→ PROVIDED INFORMATION
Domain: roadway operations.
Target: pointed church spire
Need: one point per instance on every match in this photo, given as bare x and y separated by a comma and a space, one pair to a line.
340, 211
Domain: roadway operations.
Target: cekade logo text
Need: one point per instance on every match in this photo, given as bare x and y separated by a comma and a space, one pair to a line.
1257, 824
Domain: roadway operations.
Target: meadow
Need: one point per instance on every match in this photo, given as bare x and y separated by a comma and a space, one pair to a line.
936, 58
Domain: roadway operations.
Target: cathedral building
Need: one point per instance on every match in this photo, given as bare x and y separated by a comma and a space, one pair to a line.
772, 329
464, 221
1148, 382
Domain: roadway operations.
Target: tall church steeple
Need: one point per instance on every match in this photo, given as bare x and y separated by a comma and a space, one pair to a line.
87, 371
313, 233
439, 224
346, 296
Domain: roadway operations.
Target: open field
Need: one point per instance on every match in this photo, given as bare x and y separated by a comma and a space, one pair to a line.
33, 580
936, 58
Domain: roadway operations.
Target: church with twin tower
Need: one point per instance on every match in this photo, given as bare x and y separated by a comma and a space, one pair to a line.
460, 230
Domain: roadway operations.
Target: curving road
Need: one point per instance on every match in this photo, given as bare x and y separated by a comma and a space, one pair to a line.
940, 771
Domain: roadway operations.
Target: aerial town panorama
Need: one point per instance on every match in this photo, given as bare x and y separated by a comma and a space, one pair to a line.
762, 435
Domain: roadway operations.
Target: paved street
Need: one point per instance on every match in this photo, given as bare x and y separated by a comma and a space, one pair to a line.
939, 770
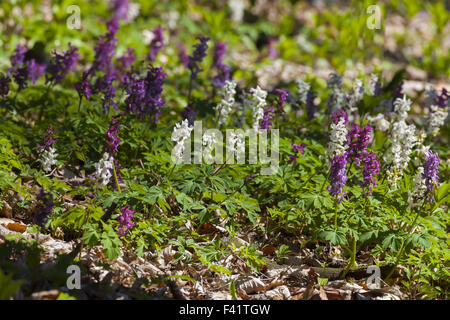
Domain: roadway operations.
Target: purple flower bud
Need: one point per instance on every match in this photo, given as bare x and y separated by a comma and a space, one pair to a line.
296, 148
44, 208
182, 55
431, 172
61, 64
156, 44
125, 220
338, 176
48, 139
4, 85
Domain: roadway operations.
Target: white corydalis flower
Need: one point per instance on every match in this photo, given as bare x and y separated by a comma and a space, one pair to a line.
258, 102
226, 104
236, 145
338, 139
380, 123
436, 119
181, 132
418, 190
209, 142
303, 88
48, 159
103, 169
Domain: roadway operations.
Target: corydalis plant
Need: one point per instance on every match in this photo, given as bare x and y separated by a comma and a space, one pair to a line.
125, 220
43, 209
338, 177
198, 56
225, 105
47, 153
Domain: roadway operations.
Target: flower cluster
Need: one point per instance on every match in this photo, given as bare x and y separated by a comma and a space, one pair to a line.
338, 134
103, 169
223, 74
61, 64
43, 209
296, 148
4, 85
336, 97
197, 56
302, 90
209, 141
403, 139
156, 44
258, 103
226, 104
144, 94
282, 99
380, 123
181, 132
430, 172
266, 122
370, 170
358, 140
125, 220
338, 177
236, 145
47, 152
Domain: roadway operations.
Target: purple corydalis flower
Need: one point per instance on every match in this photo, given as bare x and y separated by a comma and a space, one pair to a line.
273, 52
112, 139
266, 122
282, 98
338, 176
43, 209
48, 139
336, 116
370, 170
156, 44
35, 70
296, 149
61, 64
4, 85
310, 106
358, 140
120, 8
83, 87
197, 56
125, 220
431, 172
182, 55
443, 98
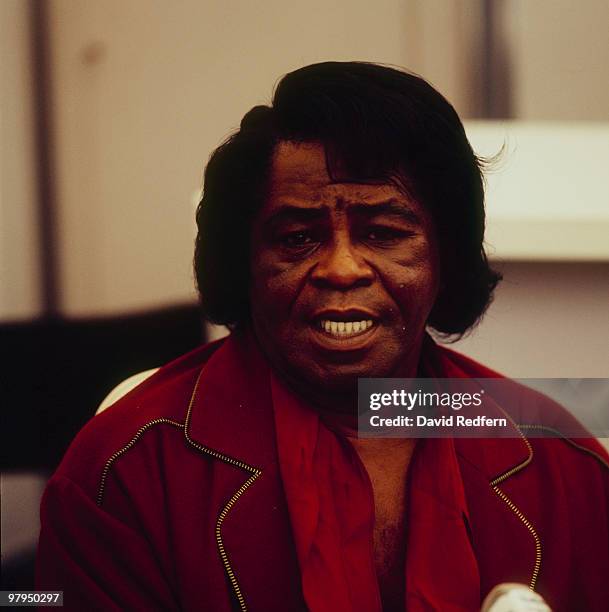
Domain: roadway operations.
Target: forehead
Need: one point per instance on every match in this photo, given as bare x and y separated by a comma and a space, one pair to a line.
299, 170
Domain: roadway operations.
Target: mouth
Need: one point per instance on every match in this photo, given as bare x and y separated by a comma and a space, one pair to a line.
349, 328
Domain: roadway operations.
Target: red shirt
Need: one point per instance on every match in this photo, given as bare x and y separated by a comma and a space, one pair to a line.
173, 499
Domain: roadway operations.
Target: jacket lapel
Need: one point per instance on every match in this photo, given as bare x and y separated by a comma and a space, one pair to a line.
230, 418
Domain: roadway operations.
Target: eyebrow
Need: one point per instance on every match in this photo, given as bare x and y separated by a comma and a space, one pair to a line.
392, 208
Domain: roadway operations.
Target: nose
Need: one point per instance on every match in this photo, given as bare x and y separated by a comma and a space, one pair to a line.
341, 267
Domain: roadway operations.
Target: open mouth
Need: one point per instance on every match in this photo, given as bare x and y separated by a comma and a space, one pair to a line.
345, 329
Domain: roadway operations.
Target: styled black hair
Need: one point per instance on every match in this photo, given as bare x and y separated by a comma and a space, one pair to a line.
375, 122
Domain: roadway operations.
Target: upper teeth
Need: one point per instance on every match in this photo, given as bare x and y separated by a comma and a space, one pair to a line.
342, 328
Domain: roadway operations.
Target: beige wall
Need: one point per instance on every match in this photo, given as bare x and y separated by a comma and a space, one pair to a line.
559, 58
549, 320
144, 91
19, 275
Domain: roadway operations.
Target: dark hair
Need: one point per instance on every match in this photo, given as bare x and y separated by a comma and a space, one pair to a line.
375, 122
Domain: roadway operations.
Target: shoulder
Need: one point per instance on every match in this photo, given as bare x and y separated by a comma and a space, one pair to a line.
157, 407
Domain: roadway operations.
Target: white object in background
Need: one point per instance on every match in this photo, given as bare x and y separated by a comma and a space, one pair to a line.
548, 197
124, 387
512, 597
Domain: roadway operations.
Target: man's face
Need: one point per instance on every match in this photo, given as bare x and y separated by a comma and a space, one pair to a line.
343, 275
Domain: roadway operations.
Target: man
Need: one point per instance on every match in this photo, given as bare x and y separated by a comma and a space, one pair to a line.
336, 226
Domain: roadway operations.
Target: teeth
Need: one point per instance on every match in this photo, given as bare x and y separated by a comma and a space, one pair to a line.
345, 328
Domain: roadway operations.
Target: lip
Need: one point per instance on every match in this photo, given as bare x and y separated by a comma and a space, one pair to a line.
344, 314
349, 344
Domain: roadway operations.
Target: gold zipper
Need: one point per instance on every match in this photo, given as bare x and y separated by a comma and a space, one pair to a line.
512, 506
124, 449
255, 473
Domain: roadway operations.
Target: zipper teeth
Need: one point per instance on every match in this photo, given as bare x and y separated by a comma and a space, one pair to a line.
569, 441
255, 473
512, 506
124, 449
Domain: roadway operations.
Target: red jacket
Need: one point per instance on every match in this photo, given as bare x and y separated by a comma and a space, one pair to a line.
172, 499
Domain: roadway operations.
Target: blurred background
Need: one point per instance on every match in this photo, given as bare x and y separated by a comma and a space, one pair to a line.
110, 109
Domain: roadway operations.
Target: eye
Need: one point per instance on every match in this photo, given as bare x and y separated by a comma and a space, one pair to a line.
381, 234
299, 239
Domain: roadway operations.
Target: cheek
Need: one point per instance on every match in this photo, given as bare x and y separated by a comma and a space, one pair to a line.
413, 286
273, 289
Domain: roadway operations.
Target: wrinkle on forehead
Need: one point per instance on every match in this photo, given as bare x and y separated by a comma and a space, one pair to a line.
299, 171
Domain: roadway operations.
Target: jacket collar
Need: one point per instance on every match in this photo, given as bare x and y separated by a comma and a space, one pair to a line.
233, 394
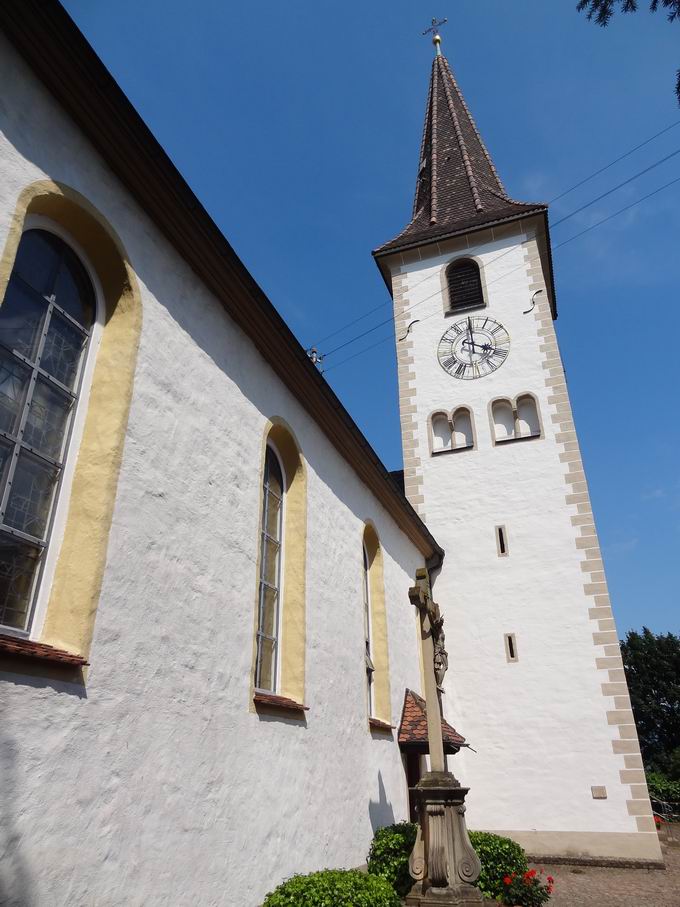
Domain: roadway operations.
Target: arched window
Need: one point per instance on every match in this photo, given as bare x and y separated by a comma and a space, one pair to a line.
46, 319
463, 436
271, 541
515, 421
441, 433
278, 667
464, 284
527, 417
370, 668
503, 420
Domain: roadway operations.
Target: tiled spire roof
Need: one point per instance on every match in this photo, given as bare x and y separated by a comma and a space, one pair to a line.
458, 187
413, 726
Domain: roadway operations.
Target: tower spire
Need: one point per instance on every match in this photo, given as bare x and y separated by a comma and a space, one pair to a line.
458, 187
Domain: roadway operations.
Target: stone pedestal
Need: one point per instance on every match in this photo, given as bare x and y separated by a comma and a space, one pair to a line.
443, 863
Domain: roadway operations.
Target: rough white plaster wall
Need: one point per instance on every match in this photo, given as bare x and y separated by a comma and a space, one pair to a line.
158, 785
539, 725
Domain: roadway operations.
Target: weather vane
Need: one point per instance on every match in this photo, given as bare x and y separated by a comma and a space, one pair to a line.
434, 31
434, 28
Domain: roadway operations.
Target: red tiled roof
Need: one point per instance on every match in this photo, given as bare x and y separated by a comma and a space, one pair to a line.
413, 726
458, 187
26, 648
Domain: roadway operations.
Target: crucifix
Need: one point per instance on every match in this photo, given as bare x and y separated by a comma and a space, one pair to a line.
435, 662
443, 863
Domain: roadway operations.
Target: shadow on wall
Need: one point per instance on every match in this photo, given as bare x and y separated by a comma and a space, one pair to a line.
15, 880
16, 888
380, 811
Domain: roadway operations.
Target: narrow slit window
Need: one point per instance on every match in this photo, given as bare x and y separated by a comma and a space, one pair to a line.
370, 668
502, 541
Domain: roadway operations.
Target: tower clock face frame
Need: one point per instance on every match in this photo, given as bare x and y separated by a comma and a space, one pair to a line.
473, 347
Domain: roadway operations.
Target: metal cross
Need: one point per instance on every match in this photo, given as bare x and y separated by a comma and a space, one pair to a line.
435, 26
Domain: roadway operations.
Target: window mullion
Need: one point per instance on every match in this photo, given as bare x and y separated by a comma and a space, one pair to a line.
11, 470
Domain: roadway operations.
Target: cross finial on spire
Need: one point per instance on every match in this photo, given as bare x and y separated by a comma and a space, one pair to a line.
436, 37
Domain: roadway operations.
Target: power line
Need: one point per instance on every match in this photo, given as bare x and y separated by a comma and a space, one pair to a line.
561, 195
611, 163
620, 186
589, 204
500, 276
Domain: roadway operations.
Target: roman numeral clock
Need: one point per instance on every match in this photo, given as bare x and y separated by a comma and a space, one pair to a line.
473, 347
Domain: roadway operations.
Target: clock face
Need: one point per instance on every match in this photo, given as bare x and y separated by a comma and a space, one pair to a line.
473, 347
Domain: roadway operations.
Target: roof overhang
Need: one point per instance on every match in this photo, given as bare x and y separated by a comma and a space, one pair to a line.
60, 56
387, 258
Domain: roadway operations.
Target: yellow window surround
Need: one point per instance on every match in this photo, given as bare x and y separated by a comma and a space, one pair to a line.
74, 595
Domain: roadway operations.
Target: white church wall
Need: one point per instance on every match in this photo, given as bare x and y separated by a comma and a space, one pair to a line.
157, 784
541, 726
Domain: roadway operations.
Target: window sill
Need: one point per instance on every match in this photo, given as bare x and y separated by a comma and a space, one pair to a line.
26, 648
520, 438
376, 724
273, 701
437, 453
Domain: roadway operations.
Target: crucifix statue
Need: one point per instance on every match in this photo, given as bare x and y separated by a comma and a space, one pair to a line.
443, 864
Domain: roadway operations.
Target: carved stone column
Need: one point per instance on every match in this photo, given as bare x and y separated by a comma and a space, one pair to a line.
443, 863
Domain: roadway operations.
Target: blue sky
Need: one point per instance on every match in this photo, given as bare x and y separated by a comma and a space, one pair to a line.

→ TASK DETAILS
Each line holding the word "cross" must be pulled from the records.

→ OUTPUT FOR THIS TASK
Target: metal cross
Target: cross finial on spire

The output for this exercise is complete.